Consignes de travail:
1. D'après l'extrait sur le vortex polaire, quelle température trouve-t-on généralement au cœur de ce vortex en hiver ?
2. Recopiez mot pour mot le passage de l'extrait sur le vortex polaire qui va de « Teneur en ozone et » jusqu'à « majeurs (impact important). ».

Extrait à lire:
Le vortex polaire (copyright : NOAA).

Le vortex polaire dépend de la différence de températures entre l’équateur et le Pôle : plus celle-ci est importante plus il sera concentré et fort, à l’inverse, il sera faible et « éclaté ». Ainsi, on retrouve généralement ce vortex polaire en hiver avec des températures inférieures à -80°C en son cœur. En effet, on sait que la couche d’ozone se situe dans la stratosphère et que cette dernière dépend des rayons ultraviolets du Soleil. En été, le Soleil réchauffe le Pôle Nord limitant ainsi la différence de températures avec l’équateur. En hiver, comme les rayons du Soleil ne parviennent plus jusqu’au Pôle Nord, la stratosphère se refroidit considérablement donnant naissance au vortex polaire : les vents d’Ouest stratosphériques, appelés jet stream polaire (vents zonaux), se renforcent et la teneur en ozone demeure faible.

Teneur en ozone et vortex polaire dans l’hémisphère Nord (copyright : NASA).

Parfois en plein hiver, il arrive que le vortex polaire soit malmené par un ou plusieurs réchauffements de la stratosphère (SSW = Sudden Stratospheric Warming). On distingue deux types de réchauffement : les SSW mineurs (impact faible) et majeurs (impact important).

Lors d’un SSW majeur, la stratosphère peut gagner plusieurs dizaines de degrés, déstabilisant voire « éclatant » le vortex polaire en plusieurs parties et changeant le sens des vents zonaux (Ouest –> Est).

Lors de la période hivernale, ces réchauffements viennent de forçages en troposphère ou en mésosphère. Dans la troposphère, si des importantes masses d’air douces et tropicales remontent vers le Pôle Nord, cela fragilise le jet stream qui ondule au lieu d’être rectiligne (ondes de Rossby). Si c’est un SSW majeur, cette « chaleur » peut alors se répercuter vers la stratosphère… Le vortex polaire va alors se déplacer (displacement event) voire se diviser (splitting event). Ce dernier reste le phénomène le plus « extrême » avec une modification totale des vents zonaux.

Données fournies:
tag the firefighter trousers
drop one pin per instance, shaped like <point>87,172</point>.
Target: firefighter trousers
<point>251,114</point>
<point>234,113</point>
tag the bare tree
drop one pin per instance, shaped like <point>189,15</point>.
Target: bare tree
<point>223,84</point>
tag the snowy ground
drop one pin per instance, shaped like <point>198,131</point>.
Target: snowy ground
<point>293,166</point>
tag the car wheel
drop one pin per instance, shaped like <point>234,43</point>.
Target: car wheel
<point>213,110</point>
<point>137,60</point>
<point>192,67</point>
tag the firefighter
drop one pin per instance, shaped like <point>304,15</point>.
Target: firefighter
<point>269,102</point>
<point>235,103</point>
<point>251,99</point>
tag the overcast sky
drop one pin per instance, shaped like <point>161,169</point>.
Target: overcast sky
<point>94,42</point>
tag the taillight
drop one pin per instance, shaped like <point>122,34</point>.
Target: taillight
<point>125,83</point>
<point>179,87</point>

Corrigé détaillé:
1. Des températures inférieures à -80°C.

2.
Teneur en ozone et vortex polaire dans l’hémisphère Nord (copyright : NASA).

Parfois en plein hiver, il arrive que le vortex polaire soit malmené par un ou plusieurs réchauffements de la stratosphère (SSW = Sudden Stratospheric Warming). On distingue deux types de réchauffement : les SSW mineurs (impact faible) et majeurs (impact important).